Transcribe, exactly as they appear, only the lines from the one holding "Highlight cabin window row." through the end of the entries below.

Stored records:
----

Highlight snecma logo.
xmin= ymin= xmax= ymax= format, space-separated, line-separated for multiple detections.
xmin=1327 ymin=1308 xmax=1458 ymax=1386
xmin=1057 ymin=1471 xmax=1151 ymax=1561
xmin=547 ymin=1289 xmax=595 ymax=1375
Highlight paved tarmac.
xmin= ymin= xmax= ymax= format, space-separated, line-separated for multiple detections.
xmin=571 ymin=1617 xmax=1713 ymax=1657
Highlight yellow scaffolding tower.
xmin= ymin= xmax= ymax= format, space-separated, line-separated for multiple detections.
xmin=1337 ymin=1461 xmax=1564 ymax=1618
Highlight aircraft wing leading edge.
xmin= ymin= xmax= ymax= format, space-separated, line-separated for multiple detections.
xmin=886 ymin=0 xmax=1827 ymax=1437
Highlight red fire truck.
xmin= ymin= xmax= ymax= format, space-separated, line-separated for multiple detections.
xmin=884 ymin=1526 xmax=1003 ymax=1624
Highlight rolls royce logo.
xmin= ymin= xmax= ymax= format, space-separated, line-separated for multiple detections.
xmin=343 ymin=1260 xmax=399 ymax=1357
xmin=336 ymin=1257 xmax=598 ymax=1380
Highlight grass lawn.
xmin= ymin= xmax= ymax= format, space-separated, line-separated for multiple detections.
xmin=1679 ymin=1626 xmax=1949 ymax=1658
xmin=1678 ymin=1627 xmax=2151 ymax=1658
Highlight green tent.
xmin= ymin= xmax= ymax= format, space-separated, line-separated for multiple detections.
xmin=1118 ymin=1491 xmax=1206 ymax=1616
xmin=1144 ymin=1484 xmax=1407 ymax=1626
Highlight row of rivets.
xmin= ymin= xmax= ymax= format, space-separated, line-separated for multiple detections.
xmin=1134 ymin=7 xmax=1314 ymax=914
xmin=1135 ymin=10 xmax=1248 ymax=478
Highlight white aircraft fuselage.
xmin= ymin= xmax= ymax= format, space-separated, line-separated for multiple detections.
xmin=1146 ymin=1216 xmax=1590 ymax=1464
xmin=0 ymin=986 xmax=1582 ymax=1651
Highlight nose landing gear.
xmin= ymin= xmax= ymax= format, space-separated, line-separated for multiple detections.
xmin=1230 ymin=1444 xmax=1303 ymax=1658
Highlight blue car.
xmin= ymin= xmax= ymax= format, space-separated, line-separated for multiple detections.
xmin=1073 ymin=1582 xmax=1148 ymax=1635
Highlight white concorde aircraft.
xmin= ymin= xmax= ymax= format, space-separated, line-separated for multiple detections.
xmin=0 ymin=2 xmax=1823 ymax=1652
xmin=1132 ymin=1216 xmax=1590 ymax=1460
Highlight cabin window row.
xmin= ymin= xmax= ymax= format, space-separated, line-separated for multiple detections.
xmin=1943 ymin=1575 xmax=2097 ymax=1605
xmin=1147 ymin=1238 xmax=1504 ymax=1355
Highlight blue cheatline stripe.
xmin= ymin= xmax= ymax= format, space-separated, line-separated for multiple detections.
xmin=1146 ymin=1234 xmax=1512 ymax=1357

----

§ EXPECTED OUTPUT:
Highlight cabin window row.
xmin= ymin= xmax= ymax= format, space-separated, line-separated for multiple detections.
xmin=1943 ymin=1575 xmax=2097 ymax=1605
xmin=1147 ymin=1238 xmax=1504 ymax=1355
Highlight blue cheatline stripe.
xmin= ymin= xmax= ymax= format, space-separated, line-separated for multiple detections.
xmin=1146 ymin=1234 xmax=1512 ymax=1357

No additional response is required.